Written problem 1:
Tally the lines in the records that contain the word "paper". Give only the number.

Either way, it was enjoyable on its own.

4725408 Losing* the trust of a friend like RD, and the love their friendship was built on, technically IS a tragedy. It doesn't mean someone dies. It mainly means to work towards something, putting in all you've got, and just when you think you have it, you fail to get it.

Essentially you fail achieve your goal.

What Twilight did was rather common to what can and has happened to people. You ease your way in. It's a dangerous gamble. Once you lose a friend's trust, they can potentially hold that grudge forever. Some people are stubborn like that. It's a risky gamble and Twi is going to have to live with the consequences until she can somehow earn back some of that trust.

To Twilight it all just made sense. There was no way she'd lose a friend over something like trying to take advantage of their friendship, right?



4725506 I felt so. While Twilight was rather insistent, I most certainly felt it held much weight for those who've experienced at least once friend they tried to upgrade into something 'more' as Twi said. You'd be surprised how nicely you captured RD's emotions to relatable situations and her lost lost trust and sense of betrayal. Especially once she starts to reflect on how she was treated, how she was taken advantage of to do something she didn't want to do.

I thought it was great. Ending ended abruptly, but that's how friendships you gamble for a chance at love tend to end. No warning. No responses. If they HAVE to deal with you, it doesn't mean they have to put up with anything beyond what the job requires.

Anyhow, I enjoyed it. I imagine you throwing a pebble into what is a TwiDash pond to cause a few ripples, bit hey, that's life.

lol, fell asleep typing this. ouch. Goo night xD

... The sheer myopia Twilight displays in this fic in every single second past the reveal down through the last lines of the epilogue is so vast and profound, we have hit Tumblr levels of narcissism.

At no point is what she does cool, and while Twilight can freak out and become emotionally obsessive: A) She has been getting way better about it (See: Lesson Zero vs Crystal Empire vs the start of Princess Twilight Sparkle), B) Dash could have snapped her out of it (See Canterlot Wedding for how quickly she falls apart when she thinks she's made a mistake) or C) She would have realized what she did after Dash left (Ditto). The sheer depth of her self-absorbed assholishness is basically hilariously out of character.

This is fic is ugly, goes nowhere, has no real connection to the established personalities of its cast, and says almost nothing of any real meaning.

And that's why I gave you a downvote. Figured you deserved to know.

4726219

I mean, sometimes -- sometimes, in LGBT culture there's the idea of 'flipping' straight individuals to 'become gay' (even though that's clearly the most disrespectful and invasive kind of ignorance toward others' wants and boundaries).

Input rows:
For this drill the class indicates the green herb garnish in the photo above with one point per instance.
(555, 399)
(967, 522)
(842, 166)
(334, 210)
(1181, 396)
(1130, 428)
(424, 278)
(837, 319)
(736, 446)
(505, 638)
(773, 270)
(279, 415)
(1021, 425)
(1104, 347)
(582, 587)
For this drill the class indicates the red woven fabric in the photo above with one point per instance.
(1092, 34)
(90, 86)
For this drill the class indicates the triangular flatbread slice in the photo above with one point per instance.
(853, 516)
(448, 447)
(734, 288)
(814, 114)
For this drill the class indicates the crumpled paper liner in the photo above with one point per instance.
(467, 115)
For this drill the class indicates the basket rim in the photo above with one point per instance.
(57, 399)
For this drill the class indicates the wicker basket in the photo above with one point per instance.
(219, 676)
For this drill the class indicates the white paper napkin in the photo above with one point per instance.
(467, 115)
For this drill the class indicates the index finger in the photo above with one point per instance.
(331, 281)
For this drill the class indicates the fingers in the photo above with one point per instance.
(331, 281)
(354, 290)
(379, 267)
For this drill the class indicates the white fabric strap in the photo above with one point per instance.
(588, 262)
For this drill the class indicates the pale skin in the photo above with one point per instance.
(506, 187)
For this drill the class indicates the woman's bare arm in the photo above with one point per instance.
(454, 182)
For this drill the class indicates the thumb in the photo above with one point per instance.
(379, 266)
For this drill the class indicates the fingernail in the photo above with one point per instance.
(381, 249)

--

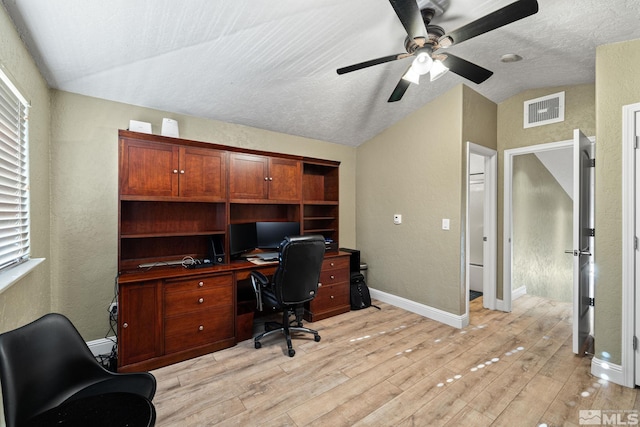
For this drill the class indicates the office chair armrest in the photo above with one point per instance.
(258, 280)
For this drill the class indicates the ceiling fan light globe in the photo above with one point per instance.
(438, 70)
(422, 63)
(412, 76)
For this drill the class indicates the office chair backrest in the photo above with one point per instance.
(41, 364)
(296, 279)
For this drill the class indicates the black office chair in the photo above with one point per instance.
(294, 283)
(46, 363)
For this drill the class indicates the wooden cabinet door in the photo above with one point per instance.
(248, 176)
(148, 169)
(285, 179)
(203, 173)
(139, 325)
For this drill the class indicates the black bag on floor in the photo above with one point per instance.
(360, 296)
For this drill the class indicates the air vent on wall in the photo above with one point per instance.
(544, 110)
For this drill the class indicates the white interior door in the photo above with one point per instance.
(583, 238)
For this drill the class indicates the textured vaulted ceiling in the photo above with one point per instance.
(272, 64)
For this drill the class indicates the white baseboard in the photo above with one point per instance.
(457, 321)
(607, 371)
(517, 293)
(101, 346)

---

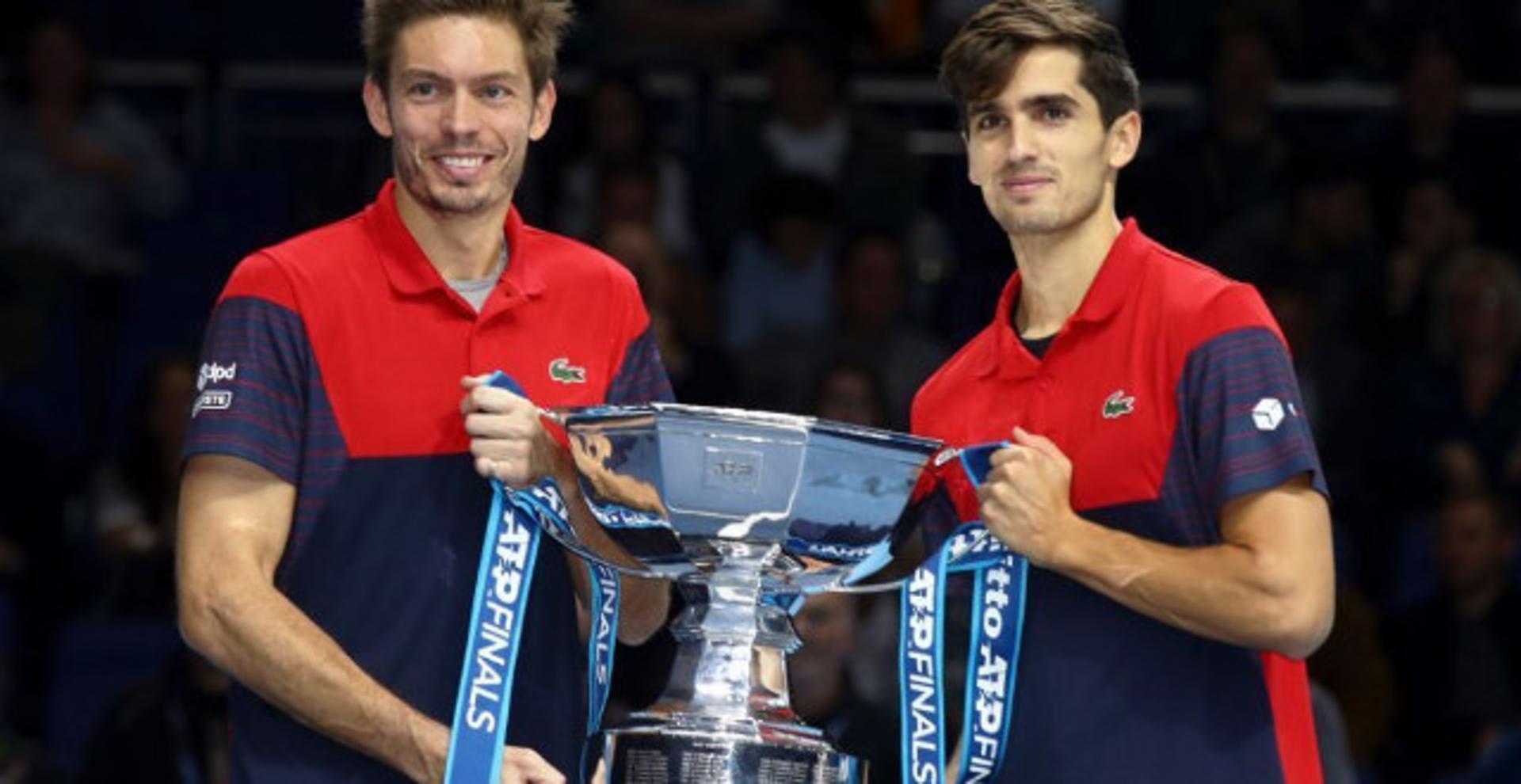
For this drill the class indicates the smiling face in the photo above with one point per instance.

Written problem 2:
In the comments on Twilight and Dash, copy the part that begins at the words "Essentially you fail" and stops after "of that trust.", replacing "gamble" with "wager".

Correct output 1:
2

Correct output 2:
Essentially you fail achieve your goal.

What Twilight did was rather common to what can and has happened to people. You ease your way in. It's a dangerous wager. Once you lose a friend's trust, they can potentially hold that grudge forever. Some people are stubborn like that. It's a risky wager and Twi is going to have to live with the consequences until she can somehow earn back some of that trust.